DOCUMENT SECTION Start Marker

April 29, 2005
Two years ago today we got the news. Mom had cancer and our lives were never to be the same again.
Ever since cancer entered my life I’ll find a way to make an anniversary out of anything. “Oh a year ago today was the last time Mom had hair,” or “Today’s the anniversary of Mom’s first blood transfusion.” It’s not that bad really, but there are an awful lot of significant events in the life of a cancer patient that you take note of.
For the first few months, every Tuesday was an anniversary. “Two weeks ago today, Mom was diagnosed.” Then it turned to the 29th of every month, and then something else would happen: Remission (July 17), a bone marrow transplant (October 2), a first trip to ICU (October 14), a seizure (November 4), and so on.
At the time Mom’s health was the only thing worth noting in my life, so I guess I made a point of keeping on top of the dates and times of all the “events,” even the little ones.
Unfortunately, this seemed to be haunting me. I would spend a week leading up to an “anniversary” worrying about how it’s going to upset me, and then worrying about how it would upset my family, then getting upset because it was the “right” way to deal. I would get myself worked up and then nothing catastrophic would happen, the date would come and go and often, I would only cry a little.

DOCUMENT SECTION End Marker
RECORDS SHOWN Start Marker

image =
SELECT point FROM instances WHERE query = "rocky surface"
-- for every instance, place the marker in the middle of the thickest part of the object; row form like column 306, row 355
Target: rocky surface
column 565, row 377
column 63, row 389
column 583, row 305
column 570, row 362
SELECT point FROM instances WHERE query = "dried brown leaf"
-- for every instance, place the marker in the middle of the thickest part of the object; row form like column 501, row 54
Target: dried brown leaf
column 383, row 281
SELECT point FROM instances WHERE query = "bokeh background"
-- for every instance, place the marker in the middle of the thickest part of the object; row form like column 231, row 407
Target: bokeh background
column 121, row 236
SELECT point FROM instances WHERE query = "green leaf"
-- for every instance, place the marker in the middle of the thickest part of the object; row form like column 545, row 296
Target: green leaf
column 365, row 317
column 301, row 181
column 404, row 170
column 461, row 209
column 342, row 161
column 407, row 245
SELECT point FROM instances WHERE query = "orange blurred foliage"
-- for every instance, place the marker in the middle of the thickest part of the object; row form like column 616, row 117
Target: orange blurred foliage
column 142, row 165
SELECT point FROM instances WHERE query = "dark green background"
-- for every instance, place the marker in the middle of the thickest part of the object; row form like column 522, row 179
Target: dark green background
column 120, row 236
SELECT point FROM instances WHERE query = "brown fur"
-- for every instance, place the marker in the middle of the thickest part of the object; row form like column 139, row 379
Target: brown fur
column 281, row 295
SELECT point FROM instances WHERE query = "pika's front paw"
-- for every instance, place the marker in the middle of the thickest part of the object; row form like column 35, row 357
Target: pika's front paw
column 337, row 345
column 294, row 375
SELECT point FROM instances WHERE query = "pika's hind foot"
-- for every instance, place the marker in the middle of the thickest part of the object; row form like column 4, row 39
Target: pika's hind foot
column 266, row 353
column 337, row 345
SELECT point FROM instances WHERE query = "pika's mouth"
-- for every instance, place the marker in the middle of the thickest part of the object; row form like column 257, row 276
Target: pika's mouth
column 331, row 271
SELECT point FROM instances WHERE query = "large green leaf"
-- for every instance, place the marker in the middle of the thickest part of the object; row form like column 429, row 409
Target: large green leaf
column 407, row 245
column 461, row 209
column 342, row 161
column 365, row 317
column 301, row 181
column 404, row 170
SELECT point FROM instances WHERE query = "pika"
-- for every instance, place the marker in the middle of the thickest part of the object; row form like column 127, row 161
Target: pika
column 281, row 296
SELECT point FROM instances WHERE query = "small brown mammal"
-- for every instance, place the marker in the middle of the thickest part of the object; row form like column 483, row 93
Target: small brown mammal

RECORDS SHOWN End Marker

## ASSIGNED TASK A
Do these statements agree with the entry about cancer anniversaries? Answer yes or no for each, quoting the deciding words. (i) Mom went into remission on July 17. (ii) The bone marrow transplant came after Mom's first trip to ICU. (iii) For the first few months, every Friday was an anniversary.
## ASSIGNED TASK B
According to the entry about cancer anniversaries, on what date did Mom have a seizure?
## ASSIGNED TASK C
Write the next part of the entry about cancer anniversaries, picking up after its final sentence.
This listing was taken from a separate source.

## ANSWER AREA A
(i) Yes: "Remission (July 17)"
(ii) No: "a bone marrow transplant (October 2), a first trip to ICU (October 14)"
(iii) No: "For the first few months, every Tuesday was an anniversary."

## ANSWER AREA B
November 4.

## ANSWER AREA C
Then yesterday it happened. Dad had to remind me that it was the anniversary of all anniversaries, that two years ago was the end of life as we knew it. I was shocked, I hadn’t thought about it at all. I knew the date but never connected it. Dad, mind you, had gotten the date wrong; he thought it was the 28th! So there my family was in the kitchen laughing because we all forgot, and more importantly laughing at Dad who has become senile over night! So an anniversary (almost) came and went with no tears, no immense all consuming sadness, it’s a very different feeling.
When you lose a loved one to cancer, people always tell you it will get easier, that the pain will go away and happy memories will surface. As much as I fought this, it’s so true. I never wanted to feel any different, I thought if it hurt all the time then it showed how much I loved and missed my mom. You don’t miss them any less, you miss them differently. You’re sad less often and you can actually begin to remember them before cancer, which seems like an easy thing, but as many of you know, life before cancer is far less memorable!
Depending on your experience, anniversaries can be more or less intense, but if there is one thing I’ve learned, they get easier!